══ Document excerpt ══

Amid Ebola scare which spreads in West Africa along with the coming celebrative blessed days of Islam’s Feast of Sacrifice, Muslims in West Africa are being warned against eating bush meat which is a direct source of Ebola virus.
Several governmental health organizations and Muslim scholars urged West Africans not to consume bush meat which is proved to be a main source of getting infected with the deadly Ebola virus.
According to the World Health Organization (WHO), the United States Centers for Disease Control and Prevention (CDC), and local governments, as of September 25, 2014, the currently ongoing Ebola outbreak which started in December 2013 killed 3,159 people and resulted in about 6,808 suspected cases.
Out of five West African countries hit by the deadly virus, four countries are Muslim-dominated; Sierra Leone, Guinea, Nigeria, and Senegal.
‘Eid Al-Adha, which will start this year on Saturday October 4, is the second feast in the Islamic Hijri Calendar. During this feast, Muslims who can afford it sacrifice a sheep, or other definite domesticated mammals recognized by Islamic Shari’ah. Muslims share out the meat among family, friends and the poor, who each get a third share.
Not any animal or mammal is allowed to be slaughtered and eaten according to Islamic Shari’ah. The sacrificed animal should be carefully chosen to meet certain health requirements and well-defined Islamic juristic aspects.
The majority of bush meat sources are not categorized as Islamically-approved sacrificing animals. Such bush meat of wild animals, including hoofed animals, primates and rodents – is often the main source of animal protein available to people in West Africa which conversely encompasses several Muslim countries.
According to WHO, “Ebola which is an animal disease is introduced into the human population through close contact with the blood, secretions, organs or other bodily fluids of infected animals.” Fruit bats are considered to be the natural host of the virus.
West Africans consume many animals that catch Ebola including chimpanzees, gorillas, monkeys, rats, deer and fruit bat. The animals come from the wild and are captured and sold for sustenance where other sources of protein from domesticated animals are scarce or prohibitively expensive.
People of West Africa eat bush meat since thousands of years ago. And even where it is outlawed and frowned upon by conservationists who decry the killing of protected primates and other animals, and despite the fact that many West African countries are Muslim nations, you can still find it readily available in markets and on street corners.

═══
══ Extracted records ══

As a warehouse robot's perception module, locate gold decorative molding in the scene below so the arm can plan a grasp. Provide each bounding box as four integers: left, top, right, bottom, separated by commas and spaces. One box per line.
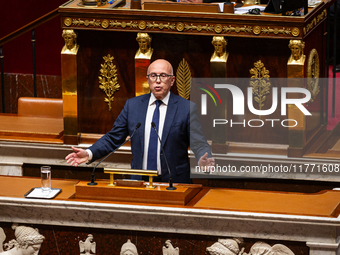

═══
══ Extracted records ══

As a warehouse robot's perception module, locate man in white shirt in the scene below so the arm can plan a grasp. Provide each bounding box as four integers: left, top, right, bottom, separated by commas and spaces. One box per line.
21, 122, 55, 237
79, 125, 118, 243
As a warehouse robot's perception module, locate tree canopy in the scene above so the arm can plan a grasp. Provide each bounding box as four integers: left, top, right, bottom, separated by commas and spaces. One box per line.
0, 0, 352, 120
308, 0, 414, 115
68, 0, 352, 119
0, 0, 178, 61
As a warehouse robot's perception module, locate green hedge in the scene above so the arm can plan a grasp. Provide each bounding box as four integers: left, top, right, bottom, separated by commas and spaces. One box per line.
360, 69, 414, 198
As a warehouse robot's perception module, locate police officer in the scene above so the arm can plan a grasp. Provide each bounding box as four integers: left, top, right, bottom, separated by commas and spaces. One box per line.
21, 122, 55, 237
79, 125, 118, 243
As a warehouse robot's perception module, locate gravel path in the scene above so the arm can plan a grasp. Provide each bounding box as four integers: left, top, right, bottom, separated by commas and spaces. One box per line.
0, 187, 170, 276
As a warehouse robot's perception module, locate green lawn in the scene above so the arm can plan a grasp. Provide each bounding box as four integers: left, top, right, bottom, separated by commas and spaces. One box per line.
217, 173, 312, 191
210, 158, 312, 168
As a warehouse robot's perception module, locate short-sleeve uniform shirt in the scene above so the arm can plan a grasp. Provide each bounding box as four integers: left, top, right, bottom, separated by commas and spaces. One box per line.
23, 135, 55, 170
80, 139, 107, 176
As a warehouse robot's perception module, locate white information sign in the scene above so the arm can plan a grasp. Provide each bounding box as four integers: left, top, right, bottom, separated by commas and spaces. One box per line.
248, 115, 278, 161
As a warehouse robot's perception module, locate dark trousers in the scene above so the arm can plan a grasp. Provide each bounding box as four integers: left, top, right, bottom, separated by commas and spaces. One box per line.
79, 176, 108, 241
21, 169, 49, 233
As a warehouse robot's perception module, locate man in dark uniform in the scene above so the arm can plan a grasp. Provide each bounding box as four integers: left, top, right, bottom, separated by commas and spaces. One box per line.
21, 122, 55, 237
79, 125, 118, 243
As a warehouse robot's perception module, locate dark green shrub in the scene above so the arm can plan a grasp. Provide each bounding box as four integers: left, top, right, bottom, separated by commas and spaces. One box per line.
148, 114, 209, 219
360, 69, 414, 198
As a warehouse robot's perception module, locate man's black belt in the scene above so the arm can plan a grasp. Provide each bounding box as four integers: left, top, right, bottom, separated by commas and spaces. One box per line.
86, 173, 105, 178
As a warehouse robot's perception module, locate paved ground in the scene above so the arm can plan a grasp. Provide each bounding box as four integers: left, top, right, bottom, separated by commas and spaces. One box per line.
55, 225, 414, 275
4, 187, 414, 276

═══
══ Extracted records ══

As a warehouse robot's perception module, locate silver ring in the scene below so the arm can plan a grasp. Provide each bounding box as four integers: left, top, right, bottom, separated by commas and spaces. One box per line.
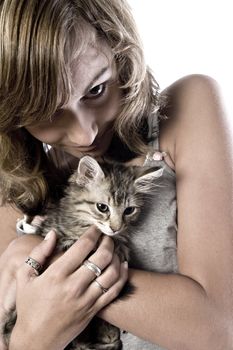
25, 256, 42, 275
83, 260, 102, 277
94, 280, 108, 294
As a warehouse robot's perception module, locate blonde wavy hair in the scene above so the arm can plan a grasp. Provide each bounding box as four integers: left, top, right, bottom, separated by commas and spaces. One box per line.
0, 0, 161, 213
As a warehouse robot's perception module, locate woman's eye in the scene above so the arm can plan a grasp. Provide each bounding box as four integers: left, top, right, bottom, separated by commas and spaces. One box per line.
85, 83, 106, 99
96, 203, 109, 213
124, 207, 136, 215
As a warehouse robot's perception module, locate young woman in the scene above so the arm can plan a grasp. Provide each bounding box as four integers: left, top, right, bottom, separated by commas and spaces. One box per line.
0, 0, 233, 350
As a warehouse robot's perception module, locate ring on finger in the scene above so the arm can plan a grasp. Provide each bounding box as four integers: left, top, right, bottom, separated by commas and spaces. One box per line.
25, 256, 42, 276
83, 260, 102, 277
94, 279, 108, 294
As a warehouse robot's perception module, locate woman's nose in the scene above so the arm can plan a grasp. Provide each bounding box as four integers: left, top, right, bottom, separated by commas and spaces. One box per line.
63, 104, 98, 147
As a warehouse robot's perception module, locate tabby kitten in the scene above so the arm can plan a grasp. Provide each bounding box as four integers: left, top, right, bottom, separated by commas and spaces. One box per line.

═══

- Exercise details:
Answer these from the article on Ebola and bush meat:
1. On what day and date does Eid al-Adha start this year?
2. Which animals are considered the natural host of the Ebola virus?
3. As of September 25, 2014, how many people had the outbreak killed?

- Task answer:
1. Saturday, October 4.
2. Fruit bats.
3. 3,159 people.